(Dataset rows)
<<<<

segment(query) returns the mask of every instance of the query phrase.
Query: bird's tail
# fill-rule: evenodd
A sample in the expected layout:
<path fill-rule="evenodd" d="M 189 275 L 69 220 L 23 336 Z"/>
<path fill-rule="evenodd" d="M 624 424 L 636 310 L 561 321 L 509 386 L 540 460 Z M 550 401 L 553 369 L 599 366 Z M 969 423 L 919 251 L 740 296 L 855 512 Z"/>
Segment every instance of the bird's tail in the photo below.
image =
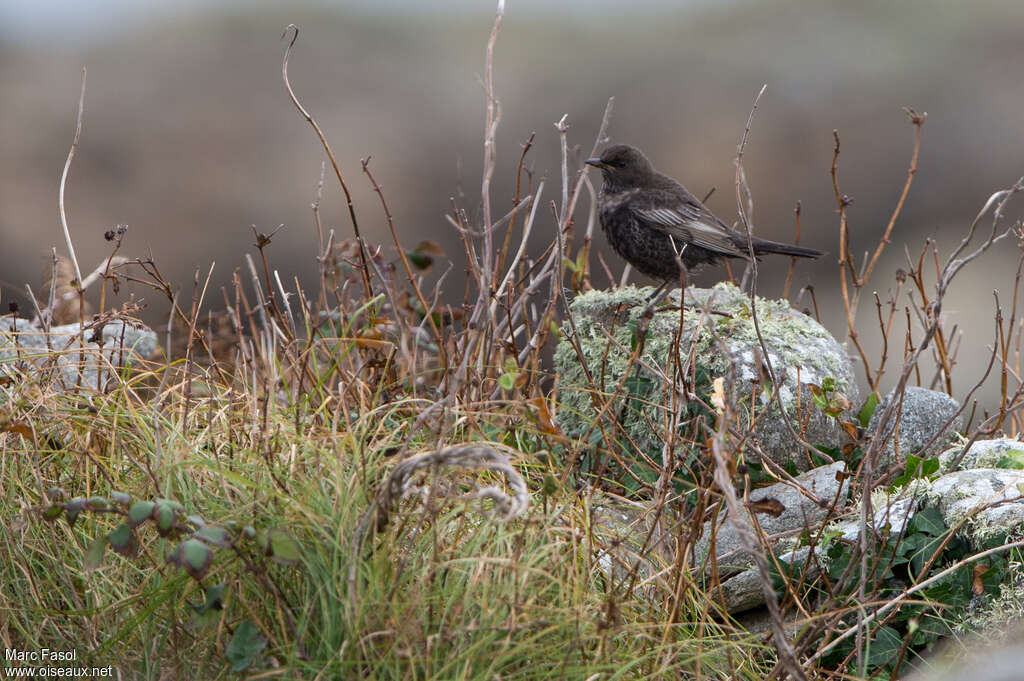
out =
<path fill-rule="evenodd" d="M 743 251 L 746 250 L 746 240 L 740 240 L 742 243 L 737 244 L 737 246 Z M 754 253 L 757 255 L 764 255 L 765 253 L 777 253 L 779 255 L 792 255 L 795 258 L 817 258 L 825 254 L 824 251 L 817 251 L 813 248 L 804 248 L 803 246 L 793 246 L 791 244 L 780 244 L 779 242 L 770 242 L 766 239 L 754 238 Z"/>

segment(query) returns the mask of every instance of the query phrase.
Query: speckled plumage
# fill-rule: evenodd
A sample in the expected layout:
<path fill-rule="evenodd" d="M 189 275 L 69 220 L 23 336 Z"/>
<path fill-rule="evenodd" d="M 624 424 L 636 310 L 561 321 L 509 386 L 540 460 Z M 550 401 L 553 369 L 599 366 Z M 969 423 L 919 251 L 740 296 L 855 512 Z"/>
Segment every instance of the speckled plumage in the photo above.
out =
<path fill-rule="evenodd" d="M 648 276 L 679 276 L 677 253 L 687 270 L 721 258 L 748 258 L 745 235 L 729 228 L 682 184 L 664 175 L 640 150 L 609 146 L 600 158 L 604 186 L 598 195 L 601 228 L 615 253 Z M 816 258 L 821 251 L 754 238 L 754 254 Z"/>

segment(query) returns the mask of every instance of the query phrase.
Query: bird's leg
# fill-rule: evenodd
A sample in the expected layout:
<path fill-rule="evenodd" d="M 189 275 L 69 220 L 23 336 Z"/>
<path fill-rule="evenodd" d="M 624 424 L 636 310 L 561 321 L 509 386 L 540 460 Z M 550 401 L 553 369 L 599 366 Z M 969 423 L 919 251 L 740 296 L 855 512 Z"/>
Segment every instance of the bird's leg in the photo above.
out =
<path fill-rule="evenodd" d="M 746 261 L 746 266 L 743 267 L 743 275 L 739 280 L 739 290 L 746 291 L 746 286 L 750 284 L 751 275 L 754 273 L 754 263 L 750 260 Z"/>
<path fill-rule="evenodd" d="M 669 294 L 669 287 L 671 285 L 672 280 L 666 280 L 659 287 L 654 289 L 653 293 L 644 299 L 646 307 L 644 307 L 643 312 L 640 314 L 640 322 L 637 324 L 638 342 L 647 335 L 647 325 L 654 317 L 654 308 L 657 307 L 657 304 L 660 303 Z"/>

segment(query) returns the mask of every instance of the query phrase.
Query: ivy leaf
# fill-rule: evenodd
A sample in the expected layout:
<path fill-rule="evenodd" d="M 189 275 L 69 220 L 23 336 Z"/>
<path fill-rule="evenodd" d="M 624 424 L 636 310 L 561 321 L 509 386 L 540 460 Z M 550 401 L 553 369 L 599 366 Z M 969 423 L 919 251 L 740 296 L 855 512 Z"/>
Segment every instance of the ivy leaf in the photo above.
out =
<path fill-rule="evenodd" d="M 259 630 L 253 623 L 243 620 L 234 628 L 234 635 L 227 642 L 224 656 L 231 663 L 232 672 L 244 672 L 265 647 L 266 639 L 259 635 Z"/>
<path fill-rule="evenodd" d="M 903 645 L 899 634 L 892 627 L 883 627 L 874 632 L 871 649 L 867 653 L 869 667 L 881 667 L 892 659 Z"/>
<path fill-rule="evenodd" d="M 932 537 L 941 537 L 946 531 L 946 522 L 942 518 L 942 513 L 934 506 L 914 513 L 911 522 L 918 531 Z"/>

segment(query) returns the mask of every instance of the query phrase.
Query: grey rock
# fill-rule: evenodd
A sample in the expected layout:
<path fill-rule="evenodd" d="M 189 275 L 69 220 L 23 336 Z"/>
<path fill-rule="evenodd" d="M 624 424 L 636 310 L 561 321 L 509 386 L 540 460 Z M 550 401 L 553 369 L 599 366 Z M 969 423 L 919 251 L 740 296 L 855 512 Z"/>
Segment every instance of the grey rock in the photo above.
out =
<path fill-rule="evenodd" d="M 903 391 L 902 408 L 897 408 L 893 418 L 886 424 L 886 432 L 880 435 L 880 418 L 894 396 L 895 390 L 886 395 L 867 424 L 869 437 L 881 436 L 886 439 L 880 461 L 883 467 L 904 463 L 909 454 L 925 458 L 935 456 L 964 427 L 963 413 L 953 419 L 953 415 L 959 409 L 959 402 L 944 392 L 911 386 Z M 897 422 L 898 440 L 893 437 Z M 925 450 L 925 445 L 929 442 L 932 443 Z"/>
<path fill-rule="evenodd" d="M 964 446 L 951 446 L 939 455 L 941 470 L 949 467 L 964 452 Z M 972 468 L 1022 468 L 1024 467 L 1024 442 L 1012 437 L 982 439 L 971 445 L 959 462 L 961 469 Z"/>
<path fill-rule="evenodd" d="M 95 335 L 91 323 L 84 330 L 79 324 L 52 327 L 45 334 L 27 320 L 0 318 L 0 376 L 25 372 L 51 376 L 66 389 L 81 384 L 101 390 L 118 380 L 123 368 L 137 365 L 158 347 L 150 328 L 124 320 L 108 322 L 93 340 Z"/>
<path fill-rule="evenodd" d="M 768 537 L 783 536 L 791 539 L 804 529 L 813 531 L 827 517 L 830 508 L 843 508 L 849 492 L 849 482 L 844 478 L 840 483 L 836 478 L 846 470 L 846 464 L 838 461 L 827 466 L 821 466 L 796 477 L 796 483 L 779 482 L 761 487 L 751 493 L 752 502 L 774 499 L 782 506 L 782 513 L 775 517 L 769 513 L 758 513 L 758 524 Z M 805 492 L 802 492 L 801 488 Z M 819 505 L 806 493 L 819 499 Z M 746 521 L 746 518 L 743 518 Z M 754 564 L 753 556 L 742 548 L 739 542 L 739 530 L 736 522 L 723 509 L 719 512 L 718 528 L 715 530 L 715 560 L 719 579 L 749 568 Z M 695 547 L 698 564 L 710 569 L 710 550 L 712 542 L 712 523 L 706 522 L 700 539 Z M 731 581 L 731 580 L 730 580 Z"/>
<path fill-rule="evenodd" d="M 975 546 L 993 534 L 1020 534 L 1024 527 L 1022 495 L 1024 470 L 995 468 L 947 473 L 932 482 L 929 492 L 949 527 L 971 516 L 966 535 Z"/>
<path fill-rule="evenodd" d="M 778 556 L 778 560 L 790 565 L 796 565 L 801 569 L 806 564 L 807 570 L 804 574 L 806 574 L 807 579 L 811 580 L 818 574 L 818 563 L 814 560 L 809 563 L 807 562 L 810 552 L 810 547 L 805 546 Z M 722 600 L 725 602 L 725 609 L 729 613 L 743 612 L 759 605 L 764 605 L 765 593 L 761 584 L 760 570 L 756 566 L 751 567 L 723 582 Z"/>
<path fill-rule="evenodd" d="M 681 395 L 681 399 L 673 397 L 672 386 L 663 380 L 664 376 L 672 375 L 671 357 L 680 328 L 678 290 L 670 296 L 674 308 L 659 308 L 650 320 L 643 354 L 633 368 L 635 373 L 628 379 L 624 376 L 633 329 L 650 291 L 635 287 L 590 291 L 572 301 L 571 310 L 584 360 L 598 390 L 609 394 L 626 381 L 628 395 L 623 399 L 618 422 L 637 449 L 658 461 L 667 439 L 666 406 L 682 402 L 683 411 L 688 411 L 682 415 L 684 422 L 697 411 L 707 410 L 689 395 Z M 740 421 L 738 427 L 742 429 L 750 423 L 752 402 L 755 417 L 760 416 L 761 410 L 767 410 L 755 429 L 761 450 L 779 465 L 794 463 L 799 470 L 810 468 L 807 453 L 794 442 L 778 405 L 771 402 L 771 390 L 758 385 L 759 377 L 766 374 L 762 371 L 761 346 L 750 298 L 736 287 L 723 283 L 713 289 L 687 289 L 685 300 L 678 349 L 684 365 L 689 357 L 694 359 L 690 372 L 696 377 L 693 392 L 710 405 L 715 379 L 732 374 L 735 382 L 731 400 Z M 705 306 L 712 313 L 703 313 Z M 806 439 L 812 444 L 842 443 L 846 438 L 842 428 L 835 418 L 815 407 L 811 386 L 834 383 L 850 405 L 858 405 L 853 369 L 843 346 L 817 322 L 793 309 L 787 301 L 759 298 L 757 309 L 771 365 L 781 380 L 779 401 L 791 422 L 804 428 Z M 566 337 L 571 334 L 568 325 L 563 332 Z M 560 425 L 570 435 L 593 432 L 596 410 L 591 386 L 575 350 L 565 339 L 555 352 L 555 371 L 559 375 L 558 399 L 563 406 L 558 413 Z M 757 394 L 752 399 L 754 390 Z M 606 410 L 609 413 L 613 414 Z"/>

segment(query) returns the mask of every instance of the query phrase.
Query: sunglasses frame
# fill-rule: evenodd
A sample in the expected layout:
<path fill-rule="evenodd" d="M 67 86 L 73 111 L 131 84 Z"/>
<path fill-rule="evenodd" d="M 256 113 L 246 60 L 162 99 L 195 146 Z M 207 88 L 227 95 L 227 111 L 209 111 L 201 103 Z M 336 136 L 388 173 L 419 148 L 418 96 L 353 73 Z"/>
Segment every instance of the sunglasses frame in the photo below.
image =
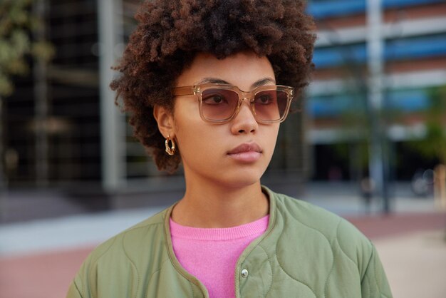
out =
<path fill-rule="evenodd" d="M 202 108 L 202 93 L 205 90 L 210 89 L 210 88 L 215 88 L 224 89 L 224 90 L 230 90 L 232 91 L 235 92 L 236 93 L 239 95 L 239 102 L 237 103 L 237 107 L 234 113 L 232 113 L 232 115 L 231 115 L 229 117 L 228 117 L 226 119 L 212 120 L 212 119 L 207 118 L 203 115 L 203 111 Z M 259 92 L 264 91 L 270 91 L 273 89 L 276 90 L 276 91 L 284 91 L 287 95 L 286 107 L 285 108 L 284 115 L 282 115 L 282 116 L 279 119 L 277 119 L 277 120 L 266 120 L 259 119 L 257 118 L 257 115 L 256 113 L 256 109 L 254 106 L 255 96 Z M 252 114 L 254 115 L 254 117 L 256 119 L 256 121 L 262 124 L 271 124 L 271 123 L 275 123 L 277 122 L 279 123 L 284 122 L 285 119 L 286 118 L 286 116 L 288 115 L 288 113 L 289 112 L 289 108 L 291 104 L 291 101 L 294 99 L 294 88 L 293 87 L 290 87 L 287 86 L 267 85 L 267 86 L 261 86 L 256 87 L 250 91 L 244 91 L 242 90 L 240 90 L 239 87 L 236 86 L 233 86 L 233 85 L 221 84 L 221 83 L 204 83 L 204 84 L 199 84 L 199 85 L 175 87 L 172 89 L 172 95 L 173 96 L 197 96 L 197 99 L 198 100 L 199 116 L 201 117 L 201 118 L 205 122 L 209 122 L 209 123 L 219 123 L 219 124 L 227 123 L 231 121 L 232 119 L 234 119 L 239 113 L 239 111 L 240 111 L 240 107 L 242 106 L 242 103 L 243 103 L 243 101 L 246 99 L 249 101 L 251 111 L 252 112 Z"/>

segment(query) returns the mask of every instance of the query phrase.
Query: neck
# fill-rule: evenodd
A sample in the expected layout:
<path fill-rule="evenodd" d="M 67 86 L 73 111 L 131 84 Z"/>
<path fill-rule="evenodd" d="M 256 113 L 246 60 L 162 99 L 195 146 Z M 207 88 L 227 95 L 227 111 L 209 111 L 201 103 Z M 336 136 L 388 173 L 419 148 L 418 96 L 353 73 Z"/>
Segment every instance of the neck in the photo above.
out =
<path fill-rule="evenodd" d="M 194 227 L 230 227 L 251 222 L 266 215 L 269 201 L 260 182 L 244 187 L 188 184 L 175 205 L 172 219 Z"/>

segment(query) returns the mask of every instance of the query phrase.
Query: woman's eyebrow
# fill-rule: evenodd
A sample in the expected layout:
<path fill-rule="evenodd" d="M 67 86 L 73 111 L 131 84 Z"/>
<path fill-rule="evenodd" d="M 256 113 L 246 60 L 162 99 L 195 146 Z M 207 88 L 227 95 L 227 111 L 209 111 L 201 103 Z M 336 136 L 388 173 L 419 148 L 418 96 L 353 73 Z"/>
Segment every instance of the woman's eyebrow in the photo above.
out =
<path fill-rule="evenodd" d="M 222 80 L 221 78 L 204 78 L 202 81 L 198 82 L 197 83 L 197 85 L 204 84 L 204 83 L 214 83 L 214 84 L 231 85 L 229 83 L 227 82 L 226 81 Z"/>
<path fill-rule="evenodd" d="M 252 85 L 251 85 L 251 87 L 252 88 L 256 88 L 256 87 L 259 87 L 261 86 L 264 86 L 264 85 L 266 85 L 268 83 L 272 83 L 274 84 L 276 83 L 276 81 L 271 78 L 261 78 L 259 81 L 256 81 L 254 83 L 253 83 Z"/>

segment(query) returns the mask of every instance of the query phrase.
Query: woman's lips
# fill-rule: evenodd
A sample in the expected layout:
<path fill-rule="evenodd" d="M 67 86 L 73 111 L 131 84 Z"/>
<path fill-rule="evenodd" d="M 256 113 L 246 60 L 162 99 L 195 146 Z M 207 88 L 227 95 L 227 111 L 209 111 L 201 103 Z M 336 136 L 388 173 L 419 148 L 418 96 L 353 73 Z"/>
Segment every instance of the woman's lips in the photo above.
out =
<path fill-rule="evenodd" d="M 261 156 L 261 148 L 255 143 L 244 143 L 228 152 L 228 155 L 239 161 L 252 163 Z"/>

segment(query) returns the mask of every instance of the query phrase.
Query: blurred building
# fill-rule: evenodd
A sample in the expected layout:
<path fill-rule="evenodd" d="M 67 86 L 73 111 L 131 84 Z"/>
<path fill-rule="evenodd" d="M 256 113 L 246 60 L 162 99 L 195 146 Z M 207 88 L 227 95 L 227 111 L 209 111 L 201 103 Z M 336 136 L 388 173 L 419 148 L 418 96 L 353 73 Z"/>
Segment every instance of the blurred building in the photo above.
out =
<path fill-rule="evenodd" d="M 364 173 L 363 141 L 368 135 L 368 0 L 312 0 L 318 26 L 316 73 L 308 92 L 314 179 L 356 180 Z M 376 1 L 375 1 L 376 2 Z M 407 180 L 435 158 L 408 149 L 423 138 L 432 87 L 446 85 L 446 2 L 381 0 L 383 98 L 387 163 L 394 179 Z M 445 98 L 446 100 L 446 98 Z M 362 130 L 355 130 L 363 126 Z"/>
<path fill-rule="evenodd" d="M 387 127 L 389 140 L 398 145 L 422 136 L 417 115 L 428 88 L 446 84 L 446 3 L 383 1 L 383 105 L 405 117 Z M 31 76 L 17 79 L 16 92 L 6 101 L 1 121 L 9 187 L 160 187 L 165 175 L 131 136 L 108 87 L 114 75 L 110 67 L 135 26 L 140 1 L 43 2 L 46 34 L 56 56 L 48 67 L 34 66 Z M 365 7 L 365 0 L 309 1 L 318 38 L 308 113 L 284 123 L 267 178 L 276 173 L 298 181 L 356 177 L 355 162 L 336 153 L 361 154 L 351 145 L 358 138 L 346 129 L 352 125 L 346 115 L 367 111 Z M 310 147 L 303 145 L 305 140 Z"/>

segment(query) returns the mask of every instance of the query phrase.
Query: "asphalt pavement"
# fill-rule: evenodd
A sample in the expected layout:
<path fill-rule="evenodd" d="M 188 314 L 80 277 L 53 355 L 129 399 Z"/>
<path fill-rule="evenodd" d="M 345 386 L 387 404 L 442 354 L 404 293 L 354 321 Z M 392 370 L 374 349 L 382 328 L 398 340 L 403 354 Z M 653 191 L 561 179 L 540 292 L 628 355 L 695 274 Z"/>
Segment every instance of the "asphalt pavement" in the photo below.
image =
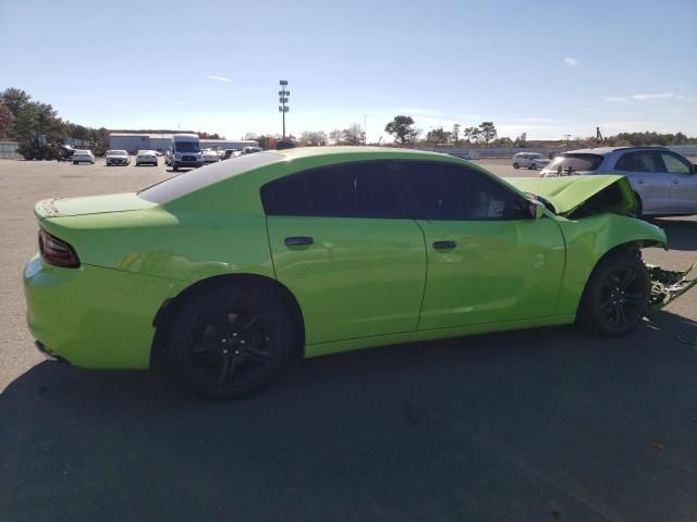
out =
<path fill-rule="evenodd" d="M 173 175 L 102 161 L 0 161 L 1 521 L 696 520 L 697 290 L 621 338 L 551 327 L 329 356 L 229 403 L 42 362 L 21 285 L 35 201 Z M 697 261 L 695 217 L 657 223 L 671 250 L 647 260 Z"/>

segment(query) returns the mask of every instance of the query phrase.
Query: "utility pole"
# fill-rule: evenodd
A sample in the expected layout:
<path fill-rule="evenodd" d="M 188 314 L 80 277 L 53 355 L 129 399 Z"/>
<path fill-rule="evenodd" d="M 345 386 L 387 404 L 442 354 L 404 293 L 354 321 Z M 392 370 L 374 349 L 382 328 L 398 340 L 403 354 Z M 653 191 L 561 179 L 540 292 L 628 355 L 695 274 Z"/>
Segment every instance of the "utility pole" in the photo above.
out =
<path fill-rule="evenodd" d="M 286 103 L 291 91 L 288 90 L 288 79 L 281 79 L 279 85 L 281 86 L 281 90 L 279 90 L 279 102 L 281 103 L 279 105 L 279 112 L 283 114 L 283 139 L 285 139 L 285 113 L 291 110 Z"/>

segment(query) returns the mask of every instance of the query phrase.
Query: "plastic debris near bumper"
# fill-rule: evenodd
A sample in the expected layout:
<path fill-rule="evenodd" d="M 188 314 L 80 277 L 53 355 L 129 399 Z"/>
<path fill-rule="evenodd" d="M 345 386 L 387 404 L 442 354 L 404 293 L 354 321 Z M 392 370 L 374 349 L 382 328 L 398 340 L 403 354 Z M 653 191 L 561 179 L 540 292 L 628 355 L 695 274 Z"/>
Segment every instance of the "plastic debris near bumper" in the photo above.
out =
<path fill-rule="evenodd" d="M 652 310 L 660 310 L 697 285 L 697 263 L 684 272 L 663 270 L 652 264 L 646 264 L 646 268 L 651 281 L 649 307 Z"/>

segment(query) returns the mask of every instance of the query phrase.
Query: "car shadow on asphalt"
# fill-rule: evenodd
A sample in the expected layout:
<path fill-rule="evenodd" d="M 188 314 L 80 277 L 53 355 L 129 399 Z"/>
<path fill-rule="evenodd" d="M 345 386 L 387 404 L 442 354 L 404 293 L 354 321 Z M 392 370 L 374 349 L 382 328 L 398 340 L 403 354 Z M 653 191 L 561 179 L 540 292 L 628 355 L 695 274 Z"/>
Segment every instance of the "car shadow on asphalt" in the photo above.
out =
<path fill-rule="evenodd" d="M 41 363 L 0 396 L 2 520 L 688 520 L 697 324 L 571 327 L 303 361 L 206 402 Z"/>
<path fill-rule="evenodd" d="M 653 223 L 665 231 L 671 250 L 697 250 L 697 221 L 657 219 Z"/>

>>>>

§ **PROBLEM TO WORK ON**:
In the lines running from the start of the dataset rows through the line containing "648 276 L 679", rename "sample" to "example" and keep everything else the same. Leave the pictures out of the answer.

§ **EXPECTED OUTPUT**:
segment(query) returns the mask of every instance of the query phrase.
Query: bird's tail
# fill-rule: evenodd
A example in the expected layout:
<path fill-rule="evenodd" d="M 189 275 L 69 220 L 23 336 Z"/>
<path fill-rule="evenodd" d="M 624 424 L 636 310 L 561 321 L 509 386 L 540 460 Z M 550 401 L 553 369 L 599 366 Z M 969 423 L 919 251 L 740 296 L 855 512 Z"/>
Segment every instance of the bird's tail in the photo below.
image =
out =
<path fill-rule="evenodd" d="M 743 251 L 746 250 L 746 240 L 740 240 L 742 243 L 737 244 L 737 246 Z M 754 253 L 757 255 L 764 255 L 765 253 L 777 253 L 779 255 L 792 255 L 795 258 L 817 258 L 825 254 L 824 251 L 817 251 L 813 248 L 804 248 L 803 246 L 793 246 L 791 244 L 780 244 L 779 242 L 770 242 L 766 239 L 754 238 Z"/>

segment(query) returns the mask of every instance of the query phrase.
Query: speckled plumage
# fill-rule: evenodd
A example in the expected layout:
<path fill-rule="evenodd" d="M 189 275 L 69 220 L 23 336 Z"/>
<path fill-rule="evenodd" d="M 624 424 L 636 310 L 561 321 L 509 386 L 540 460 Z M 550 401 L 553 369 L 599 366 Z M 969 423 L 919 251 L 740 296 L 855 512 Z"/>
Segment every instance of the speckled plumage in the photo above.
out =
<path fill-rule="evenodd" d="M 648 276 L 679 276 L 677 253 L 687 270 L 721 258 L 748 258 L 745 235 L 729 228 L 682 184 L 664 175 L 640 150 L 609 146 L 600 158 L 604 186 L 598 195 L 601 228 L 615 253 Z M 816 258 L 821 251 L 754 238 L 754 254 Z"/>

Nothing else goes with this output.